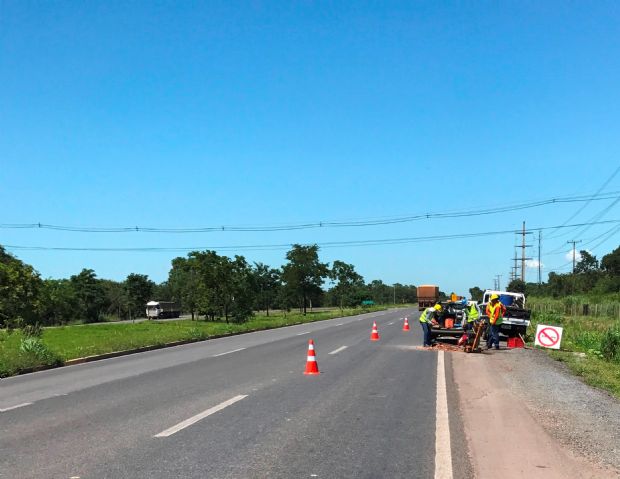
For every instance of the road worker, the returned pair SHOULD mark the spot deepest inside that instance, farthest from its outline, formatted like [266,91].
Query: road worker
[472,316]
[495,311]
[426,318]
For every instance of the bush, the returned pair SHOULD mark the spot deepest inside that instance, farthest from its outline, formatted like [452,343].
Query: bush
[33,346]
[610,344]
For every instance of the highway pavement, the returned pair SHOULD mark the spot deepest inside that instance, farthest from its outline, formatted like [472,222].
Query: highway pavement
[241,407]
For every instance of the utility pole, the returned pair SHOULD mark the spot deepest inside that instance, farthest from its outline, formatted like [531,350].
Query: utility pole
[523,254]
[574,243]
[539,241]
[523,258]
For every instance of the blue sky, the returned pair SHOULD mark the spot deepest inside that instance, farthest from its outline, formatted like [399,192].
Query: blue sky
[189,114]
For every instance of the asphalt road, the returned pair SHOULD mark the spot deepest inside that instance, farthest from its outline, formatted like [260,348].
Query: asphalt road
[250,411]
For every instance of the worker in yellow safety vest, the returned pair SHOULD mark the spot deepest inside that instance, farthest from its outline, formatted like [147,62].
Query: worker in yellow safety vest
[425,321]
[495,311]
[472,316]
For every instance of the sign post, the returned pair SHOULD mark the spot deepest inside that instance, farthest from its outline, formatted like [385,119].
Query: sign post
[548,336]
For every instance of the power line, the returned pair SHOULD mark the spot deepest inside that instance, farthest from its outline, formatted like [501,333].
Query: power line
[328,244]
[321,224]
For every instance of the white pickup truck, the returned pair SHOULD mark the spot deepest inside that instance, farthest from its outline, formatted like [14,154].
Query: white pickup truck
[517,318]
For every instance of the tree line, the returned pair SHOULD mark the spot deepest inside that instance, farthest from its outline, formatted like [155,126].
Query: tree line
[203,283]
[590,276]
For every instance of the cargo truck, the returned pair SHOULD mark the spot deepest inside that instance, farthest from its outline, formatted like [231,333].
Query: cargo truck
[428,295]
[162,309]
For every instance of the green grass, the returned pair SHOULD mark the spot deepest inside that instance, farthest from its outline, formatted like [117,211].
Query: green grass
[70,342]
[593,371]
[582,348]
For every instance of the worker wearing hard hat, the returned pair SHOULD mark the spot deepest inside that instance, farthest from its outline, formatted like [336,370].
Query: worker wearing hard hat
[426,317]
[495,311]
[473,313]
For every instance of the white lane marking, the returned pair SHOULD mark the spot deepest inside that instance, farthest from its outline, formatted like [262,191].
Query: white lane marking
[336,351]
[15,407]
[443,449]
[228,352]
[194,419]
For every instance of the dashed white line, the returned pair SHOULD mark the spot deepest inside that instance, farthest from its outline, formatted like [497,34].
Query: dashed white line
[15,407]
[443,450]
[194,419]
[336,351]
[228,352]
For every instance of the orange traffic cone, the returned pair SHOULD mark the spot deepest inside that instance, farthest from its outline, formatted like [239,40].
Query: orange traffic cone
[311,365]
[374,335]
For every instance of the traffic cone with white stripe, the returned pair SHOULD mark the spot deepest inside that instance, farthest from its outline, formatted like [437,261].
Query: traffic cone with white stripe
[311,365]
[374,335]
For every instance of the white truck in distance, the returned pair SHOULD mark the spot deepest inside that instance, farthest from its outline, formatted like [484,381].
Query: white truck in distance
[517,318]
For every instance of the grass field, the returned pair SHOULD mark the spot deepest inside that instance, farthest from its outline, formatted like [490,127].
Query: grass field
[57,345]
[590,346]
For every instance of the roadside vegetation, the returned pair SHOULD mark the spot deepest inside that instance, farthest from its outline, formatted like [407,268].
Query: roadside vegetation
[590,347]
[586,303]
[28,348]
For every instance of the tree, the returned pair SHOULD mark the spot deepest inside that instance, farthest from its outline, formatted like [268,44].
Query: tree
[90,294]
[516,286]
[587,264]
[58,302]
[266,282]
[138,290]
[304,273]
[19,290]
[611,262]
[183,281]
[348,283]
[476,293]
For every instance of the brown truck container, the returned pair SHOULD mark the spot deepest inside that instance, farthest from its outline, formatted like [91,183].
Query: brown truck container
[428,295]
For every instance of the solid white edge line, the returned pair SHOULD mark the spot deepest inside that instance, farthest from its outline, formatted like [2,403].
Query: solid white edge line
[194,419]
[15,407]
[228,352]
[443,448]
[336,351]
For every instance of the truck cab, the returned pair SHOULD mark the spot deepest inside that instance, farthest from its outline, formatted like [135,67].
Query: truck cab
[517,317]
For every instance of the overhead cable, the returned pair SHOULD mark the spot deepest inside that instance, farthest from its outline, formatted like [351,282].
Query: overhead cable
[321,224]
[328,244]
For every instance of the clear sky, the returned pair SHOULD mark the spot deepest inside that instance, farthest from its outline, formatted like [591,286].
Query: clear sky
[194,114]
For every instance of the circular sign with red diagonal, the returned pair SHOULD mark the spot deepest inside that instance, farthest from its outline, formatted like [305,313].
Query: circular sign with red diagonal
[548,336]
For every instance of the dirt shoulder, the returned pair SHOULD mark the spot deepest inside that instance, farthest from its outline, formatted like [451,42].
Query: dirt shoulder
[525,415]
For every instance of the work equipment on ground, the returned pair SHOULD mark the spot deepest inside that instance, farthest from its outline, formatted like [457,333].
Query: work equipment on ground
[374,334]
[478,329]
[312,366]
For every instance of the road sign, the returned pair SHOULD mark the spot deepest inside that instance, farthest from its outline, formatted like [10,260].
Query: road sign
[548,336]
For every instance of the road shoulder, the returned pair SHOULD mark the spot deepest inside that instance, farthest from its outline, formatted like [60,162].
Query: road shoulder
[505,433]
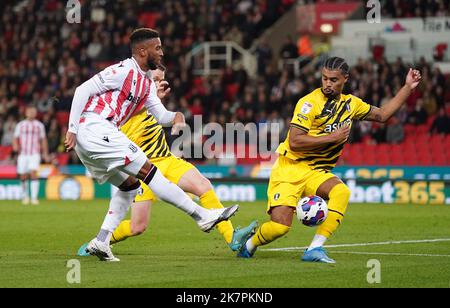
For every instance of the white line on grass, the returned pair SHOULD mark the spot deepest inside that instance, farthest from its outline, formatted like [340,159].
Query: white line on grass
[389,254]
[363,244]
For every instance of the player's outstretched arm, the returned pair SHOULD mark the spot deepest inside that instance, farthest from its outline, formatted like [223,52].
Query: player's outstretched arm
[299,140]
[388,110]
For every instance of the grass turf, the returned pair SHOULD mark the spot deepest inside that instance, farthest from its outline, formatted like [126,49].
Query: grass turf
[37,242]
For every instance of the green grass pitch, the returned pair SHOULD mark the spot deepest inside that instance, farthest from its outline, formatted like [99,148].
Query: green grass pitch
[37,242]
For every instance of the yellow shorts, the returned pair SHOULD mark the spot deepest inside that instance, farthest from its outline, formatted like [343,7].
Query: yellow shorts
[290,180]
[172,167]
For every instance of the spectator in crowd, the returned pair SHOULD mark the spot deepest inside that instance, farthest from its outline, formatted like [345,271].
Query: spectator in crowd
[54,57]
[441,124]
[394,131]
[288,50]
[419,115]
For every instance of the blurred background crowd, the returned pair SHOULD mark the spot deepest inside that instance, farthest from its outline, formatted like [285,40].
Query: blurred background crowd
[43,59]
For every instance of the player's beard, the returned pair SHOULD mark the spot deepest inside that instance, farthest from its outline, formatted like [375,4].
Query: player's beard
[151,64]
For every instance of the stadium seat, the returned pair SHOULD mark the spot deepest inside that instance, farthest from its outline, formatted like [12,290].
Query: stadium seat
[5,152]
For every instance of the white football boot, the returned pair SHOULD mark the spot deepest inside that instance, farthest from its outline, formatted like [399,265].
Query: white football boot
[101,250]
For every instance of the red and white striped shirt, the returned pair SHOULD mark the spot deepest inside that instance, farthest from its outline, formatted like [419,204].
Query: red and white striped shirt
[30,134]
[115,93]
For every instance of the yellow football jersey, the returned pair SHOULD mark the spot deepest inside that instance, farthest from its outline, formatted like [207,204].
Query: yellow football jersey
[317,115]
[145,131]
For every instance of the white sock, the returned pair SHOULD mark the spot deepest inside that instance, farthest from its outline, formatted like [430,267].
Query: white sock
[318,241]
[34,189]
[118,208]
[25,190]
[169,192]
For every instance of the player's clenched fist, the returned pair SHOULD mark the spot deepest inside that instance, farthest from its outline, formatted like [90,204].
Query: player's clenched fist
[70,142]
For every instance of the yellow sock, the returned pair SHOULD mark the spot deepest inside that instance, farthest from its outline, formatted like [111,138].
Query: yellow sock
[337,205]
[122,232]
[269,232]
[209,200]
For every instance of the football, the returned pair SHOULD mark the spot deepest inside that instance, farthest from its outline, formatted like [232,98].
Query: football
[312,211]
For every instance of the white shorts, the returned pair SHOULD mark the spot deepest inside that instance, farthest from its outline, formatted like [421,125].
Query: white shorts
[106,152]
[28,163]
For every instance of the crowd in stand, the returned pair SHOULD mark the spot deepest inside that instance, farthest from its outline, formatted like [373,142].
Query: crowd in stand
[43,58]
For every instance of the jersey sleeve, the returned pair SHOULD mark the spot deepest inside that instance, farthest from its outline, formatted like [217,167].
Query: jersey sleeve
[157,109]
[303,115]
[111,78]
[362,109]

* AIM *
Take every line from the one containing "For every instance of the football, the" to the end of the listing and output it exactly, with nothing else.

* RESPONSE *
For every instance of the football, the returned pair SHOULD mark the spot deepest inside that instance, farthest from its outline, formatted like [232,98].
Query: football
[312,211]
For every instance of the white shorts, the returned pair SHOULD mark the spot deepest inside that instance, farthest from its outline, formatted like [421,125].
Query: white shorts
[106,152]
[28,163]
For every instance of the crowd in stand, the returned pair SHOULD mark the spot deepest inside that instance, farthest from its outline, formatted like [373,142].
Query: crowd in stand
[43,58]
For every instance of the jersey sleeve, the returned pair SHOULD mark the spot deepest inside that instance, farthest from its outline, formatted like [217,167].
Query: jersey sleeve
[157,109]
[303,115]
[111,78]
[362,109]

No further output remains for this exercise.